**Goal**
Continue the biography of Nawab Salahuddin Abbasi from its last sentence.
-- Document segment start --
- Tenure: 14 April 1988 – Present
- Predecessor: Nawab Muhammad Abbas Khan Abbasi Bahadur
- Native name: صلاح الدین عباسی
- Other titles: Amir of Abbasi Dynasty, Head of Bahawalpur National Awami Party
- Born: 27 July 1946 (age 79) Al-Hilal Palace, Punjab, British Raj
- Residence: Sadiq Garh Palace, Ahmadpur East, Pakistan
- Locality: Punjab
- Offices: Member of the National Assembly of Pakistan
- Spouse: Moniba Abbasi
- Issue: Aneeza Abbasi; Bahawal Abbas Abbasi;
- Heir: Bahawal Abbas Abbasi
- Father: Muhammad Abbas Khan Abbasi
- Mother: Shamsa Parveen Abbasi
- Occupation: Politician
- Education: Aitchison College; University of London;

= Nawab Salahuddin Abbasi =

Pakistani politician

Nawab Salahuddin Ahmed Abbasi is a Member of Parliament in Pakistan, who is also the grandson of Sadiq Mohammad Khan V, who was the last ruling Nawab of the Princely State Bahawalpur. He has been elected five times as Member of National Assembly from the city Ahmadpur East. He is also the Chief of Bahawalpur National Awami Party (BNAP) which was allied with Imran Khan's Pakistan Tehreek-i-Insaf.

Nawab Salahuddin Abbasi is a strong campaigner of restoration of Bahawalpur province and an influential personality of South Punjab.

==Early life, education, and family==
Salahuddin was born on 27 July 1946 at Al-Hilal Palace to Muhammad Abbas Khan Abbasi and his wife Shamsa Parveen Abbasi. He received his education at Aitchison College and the University of London. He married Moniba Abbasi in 1965. The two have together two children: a daughter, Aneeza Abbasi, and a son, Bahawal Abbas Abbasi.

==Public life==

He was appointed as the heir apparent, on the death of his grandfather, 24 May 1966. Succeeded on the death of his father on 14 April 1988 as head of the Royal House of Bahawalpur and was recognized as "Amir of Bahawalpur" by the Government of Pakistan.
-- Document segment end --
-- Data excerpt start --
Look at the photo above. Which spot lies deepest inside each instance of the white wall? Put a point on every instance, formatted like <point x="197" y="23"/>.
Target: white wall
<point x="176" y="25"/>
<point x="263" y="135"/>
-- Data excerpt end --
**Written response**
He is also the Patron of National Red Crescent Society since 1975. Patron-in-Chief of Pakistan Social Association, Anjuman Ashait-e-Seerat-un-Nabi (Bahawalpur), and Pakistan Minorities Social Welfare Organization. President of Markazi Seerat Committee 1976, and Bahawalpur Divisional Rover Scouts. Chairman of Sir Sadiq Mohd Khan Trust. Founder Director of Foundation for Advancement of Engineering Sciences & Advanced Technologies since 2001. Member of National Seerat Committee 1976, Chancellor's Committee of Islamia Univ of Bahawalpur, Governing Body of Sadiq Public School, Punjab Welfare Board, Punjab Council on Social Welfare, etc.

== Privilege ==
Nawab maintains the royal title of Nawab, a diplomatic car number plate and a diplomatic passport in Pakistan. According to Dawn, he also enjoys a very respected status in the Bahawalpur region.

== Politics ==
Nawab has remained member of the National Assembly repeatedly from the city Ahmadpur East as an independent candidate, In 2008 elections all of the Nawab backed candidates won from Bahawalpur, Bahawalnagar and Rahim Yar Khan thus Nawab is said to have significant influence in the region. In 2012 Nawab formed his own political party Bahawalpur National Awami Party (BNAP) which in 2013 allied with Imran Khan led Pakistan Tehreek-e-Insaf (PTI) for 2013 elections. Now BNAP is not allied with PTI.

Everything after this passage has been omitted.